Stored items
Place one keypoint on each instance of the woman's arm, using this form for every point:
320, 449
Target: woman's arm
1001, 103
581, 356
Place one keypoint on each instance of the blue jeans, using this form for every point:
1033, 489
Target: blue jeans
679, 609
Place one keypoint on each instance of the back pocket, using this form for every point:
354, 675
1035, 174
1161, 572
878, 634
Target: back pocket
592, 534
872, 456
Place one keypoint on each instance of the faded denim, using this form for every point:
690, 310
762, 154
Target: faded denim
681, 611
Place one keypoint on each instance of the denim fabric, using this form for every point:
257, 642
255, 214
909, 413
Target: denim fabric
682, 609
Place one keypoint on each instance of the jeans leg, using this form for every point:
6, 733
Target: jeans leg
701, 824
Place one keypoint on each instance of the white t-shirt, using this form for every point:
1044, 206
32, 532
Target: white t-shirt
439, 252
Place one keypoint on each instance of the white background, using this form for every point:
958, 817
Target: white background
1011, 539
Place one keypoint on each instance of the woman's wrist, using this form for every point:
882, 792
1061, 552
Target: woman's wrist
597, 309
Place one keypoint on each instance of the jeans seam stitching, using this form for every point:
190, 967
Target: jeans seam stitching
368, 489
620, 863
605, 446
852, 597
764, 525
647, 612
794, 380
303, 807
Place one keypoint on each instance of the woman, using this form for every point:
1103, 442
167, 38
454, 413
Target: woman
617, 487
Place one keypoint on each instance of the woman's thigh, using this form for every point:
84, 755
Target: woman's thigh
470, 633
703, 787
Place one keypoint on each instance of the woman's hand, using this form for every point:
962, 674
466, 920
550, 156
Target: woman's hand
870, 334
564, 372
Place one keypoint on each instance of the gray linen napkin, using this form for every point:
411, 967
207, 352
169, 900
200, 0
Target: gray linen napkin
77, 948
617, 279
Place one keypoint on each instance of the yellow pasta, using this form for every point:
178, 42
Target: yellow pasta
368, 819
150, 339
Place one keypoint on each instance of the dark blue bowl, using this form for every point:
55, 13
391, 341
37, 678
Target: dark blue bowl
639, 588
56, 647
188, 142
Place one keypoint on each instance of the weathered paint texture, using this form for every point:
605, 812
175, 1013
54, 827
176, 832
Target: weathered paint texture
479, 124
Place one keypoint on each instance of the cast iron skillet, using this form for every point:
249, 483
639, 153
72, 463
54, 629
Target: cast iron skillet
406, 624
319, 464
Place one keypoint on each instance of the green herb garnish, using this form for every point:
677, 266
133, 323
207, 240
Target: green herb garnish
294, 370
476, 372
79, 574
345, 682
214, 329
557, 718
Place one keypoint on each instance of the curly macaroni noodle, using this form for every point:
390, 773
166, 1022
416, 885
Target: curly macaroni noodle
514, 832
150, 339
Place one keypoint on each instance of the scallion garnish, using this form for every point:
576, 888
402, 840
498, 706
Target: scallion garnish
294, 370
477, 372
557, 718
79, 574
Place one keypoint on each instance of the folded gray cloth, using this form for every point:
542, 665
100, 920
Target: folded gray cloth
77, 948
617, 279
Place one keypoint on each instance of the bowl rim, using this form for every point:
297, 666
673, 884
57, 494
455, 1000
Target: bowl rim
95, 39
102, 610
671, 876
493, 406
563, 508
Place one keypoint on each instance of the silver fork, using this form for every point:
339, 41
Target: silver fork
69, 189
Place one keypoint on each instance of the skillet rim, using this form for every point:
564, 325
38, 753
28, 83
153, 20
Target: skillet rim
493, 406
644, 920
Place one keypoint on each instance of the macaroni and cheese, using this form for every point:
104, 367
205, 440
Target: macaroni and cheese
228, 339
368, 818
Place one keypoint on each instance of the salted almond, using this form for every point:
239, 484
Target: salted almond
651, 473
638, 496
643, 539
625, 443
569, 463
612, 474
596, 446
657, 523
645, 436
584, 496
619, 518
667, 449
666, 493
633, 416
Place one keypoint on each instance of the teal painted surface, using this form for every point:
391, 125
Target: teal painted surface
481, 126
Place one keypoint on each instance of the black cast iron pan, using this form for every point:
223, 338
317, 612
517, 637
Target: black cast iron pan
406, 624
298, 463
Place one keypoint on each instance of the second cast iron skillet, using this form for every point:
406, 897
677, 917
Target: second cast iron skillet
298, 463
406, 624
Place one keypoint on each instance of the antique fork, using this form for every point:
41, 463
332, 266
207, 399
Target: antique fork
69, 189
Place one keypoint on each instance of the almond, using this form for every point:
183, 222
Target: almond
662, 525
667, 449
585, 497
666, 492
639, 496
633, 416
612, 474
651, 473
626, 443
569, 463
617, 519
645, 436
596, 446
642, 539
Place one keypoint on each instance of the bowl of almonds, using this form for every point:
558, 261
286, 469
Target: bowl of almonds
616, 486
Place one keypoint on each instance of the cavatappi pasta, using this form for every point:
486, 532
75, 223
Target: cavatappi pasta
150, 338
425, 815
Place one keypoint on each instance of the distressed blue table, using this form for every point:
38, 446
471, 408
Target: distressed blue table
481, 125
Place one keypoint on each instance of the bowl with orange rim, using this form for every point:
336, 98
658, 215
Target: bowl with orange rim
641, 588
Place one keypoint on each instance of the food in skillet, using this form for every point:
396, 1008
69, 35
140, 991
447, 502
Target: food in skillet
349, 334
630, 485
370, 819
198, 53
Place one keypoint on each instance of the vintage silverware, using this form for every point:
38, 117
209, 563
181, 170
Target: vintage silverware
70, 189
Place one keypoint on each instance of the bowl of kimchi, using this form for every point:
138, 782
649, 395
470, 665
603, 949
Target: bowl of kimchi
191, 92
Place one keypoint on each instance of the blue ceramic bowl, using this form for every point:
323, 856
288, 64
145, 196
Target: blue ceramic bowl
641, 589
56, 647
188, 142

---

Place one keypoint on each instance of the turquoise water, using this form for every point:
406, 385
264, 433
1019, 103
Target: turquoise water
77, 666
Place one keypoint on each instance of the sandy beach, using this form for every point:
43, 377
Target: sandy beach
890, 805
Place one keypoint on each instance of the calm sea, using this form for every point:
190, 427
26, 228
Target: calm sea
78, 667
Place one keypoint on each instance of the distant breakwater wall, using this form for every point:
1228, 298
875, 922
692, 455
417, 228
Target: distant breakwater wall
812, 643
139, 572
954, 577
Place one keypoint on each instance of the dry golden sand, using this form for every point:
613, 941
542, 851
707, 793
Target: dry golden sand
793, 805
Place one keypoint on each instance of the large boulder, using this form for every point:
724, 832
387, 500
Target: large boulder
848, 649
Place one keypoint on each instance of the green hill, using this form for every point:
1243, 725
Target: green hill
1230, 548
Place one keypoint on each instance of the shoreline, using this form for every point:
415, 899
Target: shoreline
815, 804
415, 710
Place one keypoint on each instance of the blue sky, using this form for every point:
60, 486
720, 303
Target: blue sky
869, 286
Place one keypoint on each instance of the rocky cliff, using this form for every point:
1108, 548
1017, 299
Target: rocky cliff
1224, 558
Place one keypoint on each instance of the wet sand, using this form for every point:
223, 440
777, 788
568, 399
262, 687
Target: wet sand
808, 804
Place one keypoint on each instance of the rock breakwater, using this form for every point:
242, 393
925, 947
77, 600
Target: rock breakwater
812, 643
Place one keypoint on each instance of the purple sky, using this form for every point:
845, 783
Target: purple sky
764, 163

...

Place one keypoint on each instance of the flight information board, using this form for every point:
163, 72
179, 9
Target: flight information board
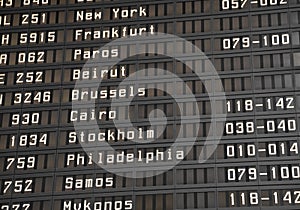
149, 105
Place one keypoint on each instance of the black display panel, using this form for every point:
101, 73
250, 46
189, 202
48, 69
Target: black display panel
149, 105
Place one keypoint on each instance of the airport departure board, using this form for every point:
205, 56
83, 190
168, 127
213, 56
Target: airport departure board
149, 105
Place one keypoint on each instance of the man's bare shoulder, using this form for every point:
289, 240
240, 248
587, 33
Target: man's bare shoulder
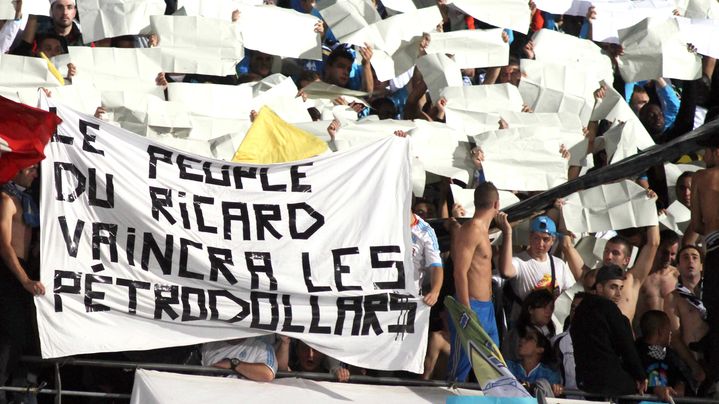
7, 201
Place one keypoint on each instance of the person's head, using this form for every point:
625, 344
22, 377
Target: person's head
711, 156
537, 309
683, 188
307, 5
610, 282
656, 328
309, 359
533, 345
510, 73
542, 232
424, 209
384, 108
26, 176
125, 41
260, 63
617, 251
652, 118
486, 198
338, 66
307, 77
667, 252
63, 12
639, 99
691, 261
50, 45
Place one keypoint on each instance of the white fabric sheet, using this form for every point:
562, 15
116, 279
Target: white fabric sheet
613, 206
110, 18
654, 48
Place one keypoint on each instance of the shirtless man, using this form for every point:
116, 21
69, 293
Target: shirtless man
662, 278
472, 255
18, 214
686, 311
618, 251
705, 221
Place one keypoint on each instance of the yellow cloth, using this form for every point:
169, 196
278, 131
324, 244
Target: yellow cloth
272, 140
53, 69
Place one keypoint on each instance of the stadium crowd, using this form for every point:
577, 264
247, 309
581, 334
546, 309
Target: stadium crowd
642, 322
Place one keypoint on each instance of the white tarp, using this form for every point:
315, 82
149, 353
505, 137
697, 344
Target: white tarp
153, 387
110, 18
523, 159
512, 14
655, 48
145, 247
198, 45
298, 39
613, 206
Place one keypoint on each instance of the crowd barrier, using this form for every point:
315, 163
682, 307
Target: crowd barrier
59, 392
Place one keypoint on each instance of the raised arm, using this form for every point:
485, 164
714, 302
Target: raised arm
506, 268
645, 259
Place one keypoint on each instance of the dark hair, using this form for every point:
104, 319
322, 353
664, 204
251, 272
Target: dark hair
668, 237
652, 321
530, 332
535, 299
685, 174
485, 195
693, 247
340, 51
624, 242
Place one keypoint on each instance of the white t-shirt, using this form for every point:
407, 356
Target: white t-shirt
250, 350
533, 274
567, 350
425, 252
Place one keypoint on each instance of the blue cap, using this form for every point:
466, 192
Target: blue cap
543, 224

■ GOAL OF THE EXERCISE ■
List each line of the items above that contains the string "breakwater", treating uppercase and lowercase as different.

■ COMPLETED EXERCISE ■
Place one keypoint on each instance of the distant breakwater wall, using this form for every point:
Target: distant breakwater wall
Place one keypoint on each instance of the rock breakwater, using this form for every point:
Target: rock breakwater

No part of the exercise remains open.